DATA FOR THIS EXERCISE:
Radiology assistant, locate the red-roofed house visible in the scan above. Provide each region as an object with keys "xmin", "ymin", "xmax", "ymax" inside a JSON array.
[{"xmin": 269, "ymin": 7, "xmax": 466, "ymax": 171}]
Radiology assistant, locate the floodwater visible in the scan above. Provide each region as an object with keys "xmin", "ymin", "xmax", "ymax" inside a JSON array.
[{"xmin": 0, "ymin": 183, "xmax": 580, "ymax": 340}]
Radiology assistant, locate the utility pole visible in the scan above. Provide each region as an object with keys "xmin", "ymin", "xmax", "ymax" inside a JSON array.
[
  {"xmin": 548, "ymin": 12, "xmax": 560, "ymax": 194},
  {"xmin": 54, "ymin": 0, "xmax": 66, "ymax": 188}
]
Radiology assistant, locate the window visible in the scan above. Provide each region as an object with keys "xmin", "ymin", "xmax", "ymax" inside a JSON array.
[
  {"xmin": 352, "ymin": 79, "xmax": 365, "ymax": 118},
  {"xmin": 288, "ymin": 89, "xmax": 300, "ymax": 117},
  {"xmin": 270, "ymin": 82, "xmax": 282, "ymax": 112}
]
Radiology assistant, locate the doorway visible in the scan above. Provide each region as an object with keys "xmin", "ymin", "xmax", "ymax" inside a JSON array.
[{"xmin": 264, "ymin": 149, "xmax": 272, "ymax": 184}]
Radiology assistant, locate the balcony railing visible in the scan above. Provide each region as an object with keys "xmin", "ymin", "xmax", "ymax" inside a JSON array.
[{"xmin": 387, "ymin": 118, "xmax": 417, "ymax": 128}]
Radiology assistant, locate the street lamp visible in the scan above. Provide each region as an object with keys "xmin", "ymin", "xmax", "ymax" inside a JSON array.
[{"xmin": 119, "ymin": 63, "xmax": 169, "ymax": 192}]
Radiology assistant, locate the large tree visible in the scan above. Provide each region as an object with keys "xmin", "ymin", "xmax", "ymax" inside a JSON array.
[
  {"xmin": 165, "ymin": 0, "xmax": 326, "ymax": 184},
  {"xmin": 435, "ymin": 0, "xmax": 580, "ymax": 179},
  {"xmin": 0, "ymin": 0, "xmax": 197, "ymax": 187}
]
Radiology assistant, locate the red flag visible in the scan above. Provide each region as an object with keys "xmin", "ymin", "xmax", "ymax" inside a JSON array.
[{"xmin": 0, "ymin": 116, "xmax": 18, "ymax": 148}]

THE TASK: Can you revise the entries above so that "Radiology assistant" becomes "Labeling assistant" everywhere it appears, and leave everything else as it is?

REPLY TO THE EXERCISE:
Labeling assistant, locate the red-roofed house visible in the scan above. Provide each region as an object with keys "xmin", "ymin", "xmax", "ymax" inside a JSON array.
[{"xmin": 269, "ymin": 7, "xmax": 466, "ymax": 171}]
Labeling assistant, locate the floodwater visible in the scan above. Provide each region as an object with keys "xmin", "ymin", "xmax", "ymax" inside a JSON array.
[{"xmin": 0, "ymin": 183, "xmax": 580, "ymax": 340}]
Labeling assistant, locate the utility pole visible in the scan above. Provide each region as an object with keys "xmin", "ymin", "xmax", "ymax" inside a JSON array.
[
  {"xmin": 548, "ymin": 12, "xmax": 560, "ymax": 194},
  {"xmin": 54, "ymin": 0, "xmax": 66, "ymax": 188}
]
Labeling assistant, locate the window visible in the scan above. Provide each region as an object with keys "xmin", "ymin", "xmax", "ymax" inside a JSON array.
[
  {"xmin": 352, "ymin": 79, "xmax": 365, "ymax": 118},
  {"xmin": 288, "ymin": 89, "xmax": 300, "ymax": 117},
  {"xmin": 270, "ymin": 82, "xmax": 282, "ymax": 112}
]
Labeling assistant, locate the doorway visible in the scan above. Provide each region as an object with keys "xmin", "ymin", "xmax", "ymax" inside a JSON array.
[{"xmin": 264, "ymin": 149, "xmax": 272, "ymax": 184}]
Labeling assistant, locate the balcony railing visible in the scan above. Provide each region as an object with keys "xmin", "ymin", "xmax", "ymax" inside a JSON array.
[{"xmin": 387, "ymin": 118, "xmax": 417, "ymax": 128}]
Labeling assistant, locate the street lamp visible in the scan above. Provide each region as an object with keys "xmin", "ymin", "xmax", "ymax" inside a JSON array.
[{"xmin": 119, "ymin": 63, "xmax": 169, "ymax": 192}]
Labeling assistant, locate the large tree visible in the scan above. Provide each region as an object with keys "xmin", "ymin", "xmax", "ymax" inside a JSON array.
[
  {"xmin": 165, "ymin": 0, "xmax": 326, "ymax": 184},
  {"xmin": 435, "ymin": 0, "xmax": 580, "ymax": 179},
  {"xmin": 0, "ymin": 0, "xmax": 197, "ymax": 187}
]
Labeling assistant, locate the red flag visible in the scan above. Provide each region as an object with keys "xmin", "ymin", "xmax", "ymax" inside a JSON array.
[{"xmin": 0, "ymin": 116, "xmax": 18, "ymax": 148}]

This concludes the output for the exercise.